▶ Passage for review
This is any chassis or body of a trailer or semitrailer designed for use both as a highway vehicle and a railroad car (including any parts and
accessories designed primarily for use on and in connection with it). Do not treat a piggyback trailer or semitrailer as designed for use as a
railroad car.
Parts and accessories.
This is any part or accessory sold separately from the truck or trailer, except as described earlier under Parts or accessories and
Separate purchase.
Trash containers.
This is any box, container, receptacle, bin or similar article that meets all the following conditions.
- It is designed to be used as a trash container.
- It is not designed to carry freight other than trash.
- It is not designed to be permanently mounted on or affixed to a truck chassis or body.
House trailers.
This is any house trailer (regardless of size) suitable for use in connection with either passenger automobiles or trucks.
Camper coaches or bodies for self-propelled mobile homes.
This is any article designed to be mounted or placed on trucks, truck chassis, or automobile chassis and to be used primarily as living quarters or
camping accommodations on and off the trucks. Further, the tax does not apply to chassis specifically designed and constructed to accommodate and
transport self-propelled mobile home bodies.
Farm feed, seed, and fertilizer equipment.
This is any body primarily designed to process or prepare, haul, spread, load, or unload feed, seed, or fertilizer to or on farms. This exemption
applies only to the farm equipment body (and parts and accessories) and not to the chassis upon which the farm equipment is mounted.
Ambulances and hearses.
This is any ambulance, hearse, or combination ambulance-hearse.
Truck-tractors.
This is any truck-tractor specifically designed for use in shifting semitrailers in and around freight yards and freight terminals.
Concrete mixers.
This is any article designed to be placed or mounted on a truck, truck trailer, or semitrailer chassis to be used to process or prepare concrete.
Sales exempt from tax.
The following sales are ordinarily exempt from tax.
- Sales to a state or local government for its exclusive use.
- Sales to Indian tribal governments, but only if the transaction involves the exercise of an essential tribal government function.
- Sales to a nonprofit educational organization for its exclusive use.
- Sales for use by the purchaser for further manufacture of other taxable articles (see below).

▶ Excerpted data
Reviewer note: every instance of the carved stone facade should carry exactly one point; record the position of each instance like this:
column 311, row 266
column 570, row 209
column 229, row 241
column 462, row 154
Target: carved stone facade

▶ Required action
Print word for word the section of the tax exemption passage above that begins at the words "This is any part" and stops after "House trailers.".

▶ Answer space
This is any part or accessory sold separately from the truck or trailer, except as described earlier under Parts or accessories and
Separate purchase.
Trash containers.
This is any box, container, receptacle, bin or similar article that meets all the following conditions.
- It is designed to be used as a trash container.
- It is not designed to carry freight other than trash.
- It is not designed to be permanently mounted on or affixed to a truck chassis or body.
House trailers.